---------- EXTRAIT DU DOCUMENT
Ouganda: L'Unesco recommande le retrait du mausolée des rois du Buganda de la liste des monuments en péril

En Ouganda, les tombes sacrées de Kasubi ne sont plus en péril. Le directeur du patrimoine mondial de l'Unesco, Lazare Eloundou Assomo, recommande, ce lundi 28 août, le retrait du site de la liste des monuments menacés. Le signe, pour l'Unesco, que la reconstruction a été particulièrement efficace pour le mausolée touché par un violent incendie en 2010.

Lorsqu'en mars 2010, les flammes dévorent le mausolée des Kabakas, près de Kampala, c'est tout un pan de la culture du Royaume du Buganda qui disparaît. Cette case circulaire, haute d'une trentaine de mètres, érigée en 1881 est intégralement construite en bois et en chaume. Un savoir-faire que les membres des 56 clans qui composent le Royaume se transmettent depuis plusieurs centaines d'années. Le site revêt pour eux une importance toute particulière puisque les dépouilles de quatre souverains y reposent. C'est un lieu où leur foi est célébrée mais aussi une vitrine de leur culture.
--------------------
Résumez en deux phrases l'extrait consacré au mausolée des rois du Buganda. Fondez-vous uniquement sur l'extrait pour répondre.
---------- LISTE
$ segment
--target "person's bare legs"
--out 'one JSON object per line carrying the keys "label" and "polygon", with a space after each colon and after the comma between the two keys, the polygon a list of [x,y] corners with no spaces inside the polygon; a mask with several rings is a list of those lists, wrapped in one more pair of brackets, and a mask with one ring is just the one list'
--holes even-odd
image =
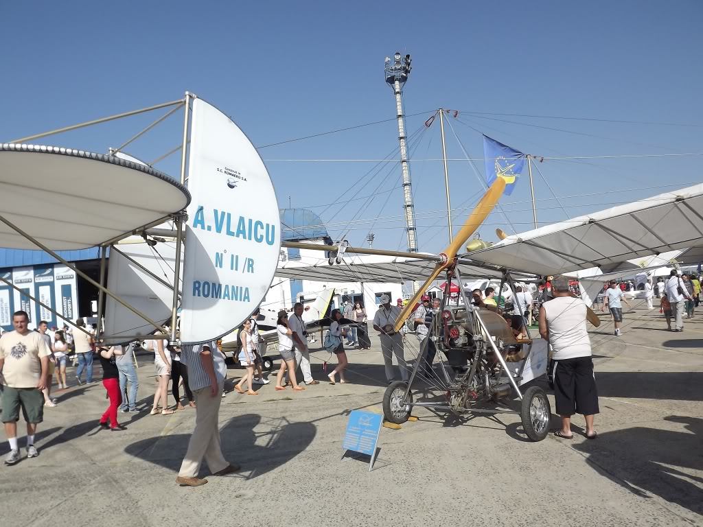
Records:
{"label": "person's bare legs", "polygon": [[277,390],[285,389],[283,384],[280,383],[283,382],[283,374],[285,373],[286,368],[286,361],[283,360],[280,363],[280,367],[278,368],[278,372],[276,375],[276,389]]}
{"label": "person's bare legs", "polygon": [[328,377],[330,377],[330,381],[331,382],[334,382],[335,375],[339,374],[340,382],[345,383],[347,382],[347,379],[344,379],[344,368],[347,367],[347,365],[349,364],[349,361],[347,360],[347,353],[344,353],[344,351],[340,351],[340,353],[337,353],[337,367],[335,367],[333,370],[332,373],[328,375]]}
{"label": "person's bare legs", "polygon": [[17,438],[17,422],[5,423],[5,437],[8,439]]}
{"label": "person's bare legs", "polygon": [[305,386],[302,386],[298,384],[298,381],[295,378],[295,359],[290,359],[290,360],[286,360],[285,364],[288,367],[288,380],[290,381],[290,384],[293,386],[293,389],[296,391],[302,391],[305,389]]}
{"label": "person's bare legs", "polygon": [[162,412],[169,410],[169,379],[170,375],[161,375],[159,379]]}
{"label": "person's bare legs", "polygon": [[593,429],[593,415],[584,415],[586,418],[586,435],[588,437],[593,437],[595,435],[595,430]]}
{"label": "person's bare legs", "polygon": [[[570,415],[562,415],[562,435],[566,436],[567,437],[571,437],[571,416]],[[591,416],[591,422],[593,422],[593,416]]]}

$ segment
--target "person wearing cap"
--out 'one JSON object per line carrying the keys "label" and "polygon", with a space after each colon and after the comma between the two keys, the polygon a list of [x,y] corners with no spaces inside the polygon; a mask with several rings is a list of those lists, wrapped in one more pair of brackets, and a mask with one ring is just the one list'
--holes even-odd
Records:
{"label": "person wearing cap", "polygon": [[[344,309],[342,312],[342,315],[344,318],[350,320],[353,320],[352,316],[354,315],[354,304],[352,304],[349,300],[344,302]],[[356,328],[352,327],[349,330],[350,330],[347,332],[347,344],[349,346],[356,346],[359,344],[356,341]]]}
{"label": "person wearing cap", "polygon": [[385,364],[386,380],[390,384],[395,379],[393,374],[393,354],[395,354],[400,377],[407,381],[408,365],[405,362],[403,349],[403,336],[394,330],[396,321],[400,318],[402,311],[397,306],[391,306],[391,297],[384,293],[381,295],[381,305],[373,317],[373,329],[379,332],[381,338],[381,353]]}

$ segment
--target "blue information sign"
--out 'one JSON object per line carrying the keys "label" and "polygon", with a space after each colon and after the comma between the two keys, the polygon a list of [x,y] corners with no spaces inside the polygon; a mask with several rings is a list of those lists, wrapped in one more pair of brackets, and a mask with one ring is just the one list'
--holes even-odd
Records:
{"label": "blue information sign", "polygon": [[378,434],[382,424],[383,416],[380,414],[361,410],[352,410],[347,423],[344,441],[342,443],[342,457],[344,457],[347,450],[371,456],[371,462],[368,467],[370,471],[376,457],[376,444],[378,443]]}

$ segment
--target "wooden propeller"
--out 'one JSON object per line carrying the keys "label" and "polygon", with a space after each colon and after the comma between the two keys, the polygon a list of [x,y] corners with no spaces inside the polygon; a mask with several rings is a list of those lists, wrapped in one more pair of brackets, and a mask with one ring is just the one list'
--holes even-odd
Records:
{"label": "wooden propeller", "polygon": [[427,288],[432,285],[432,282],[437,280],[443,271],[454,265],[456,253],[459,249],[463,246],[466,240],[476,232],[476,230],[481,226],[481,224],[486,219],[486,216],[491,214],[491,212],[496,207],[496,204],[501,199],[501,196],[503,195],[503,192],[505,190],[505,180],[503,178],[496,178],[496,181],[491,186],[491,188],[488,189],[484,197],[481,198],[481,201],[479,202],[478,204],[476,205],[476,207],[469,215],[469,217],[466,219],[463,226],[456,233],[456,236],[452,240],[451,243],[444,249],[444,252],[441,253],[440,256],[442,256],[442,261],[437,264],[430,276],[425,281],[425,283],[420,287],[415,294],[413,295],[413,298],[403,308],[403,311],[401,311],[400,316],[396,320],[393,328],[396,332],[400,331],[400,328],[403,327],[403,324],[405,323],[408,317],[412,314],[413,308],[415,306],[415,304],[420,301],[420,299],[425,294],[425,292],[427,290]]}

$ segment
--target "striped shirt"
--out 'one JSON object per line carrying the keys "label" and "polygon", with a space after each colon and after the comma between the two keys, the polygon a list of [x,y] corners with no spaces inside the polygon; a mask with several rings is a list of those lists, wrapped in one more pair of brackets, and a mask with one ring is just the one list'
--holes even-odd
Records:
{"label": "striped shirt", "polygon": [[227,365],[224,363],[224,357],[217,349],[217,342],[213,341],[205,344],[186,344],[181,350],[181,363],[188,367],[188,384],[193,391],[200,390],[210,385],[210,378],[200,360],[200,353],[204,346],[209,346],[217,384],[221,384],[227,377]]}

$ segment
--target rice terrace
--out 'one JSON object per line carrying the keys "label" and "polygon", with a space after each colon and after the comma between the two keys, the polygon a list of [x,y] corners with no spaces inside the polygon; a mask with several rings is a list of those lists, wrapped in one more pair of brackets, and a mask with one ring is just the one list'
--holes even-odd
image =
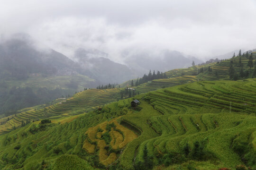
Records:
--------------------
RÉSULTAT => Le directeur du patrimoine mondial de l'Unesco, Lazare Eloundou Assomo, recommande ce lundi 28 août de retirer les tombes sacrées de Kasubi, en Ouganda, de la liste des monuments menacés, signe que la reconstruction du mausolée après l'incendie de 2010 a été particulièrement efficace. Cette case circulaire de bois et de chaume, érigée en 1881 près de Kampala, abrite les dépouilles de quatre souverains et représente pour les 56 clans du Royaume du Buganda à la fois un lieu de foi et une vitrine de leur culture.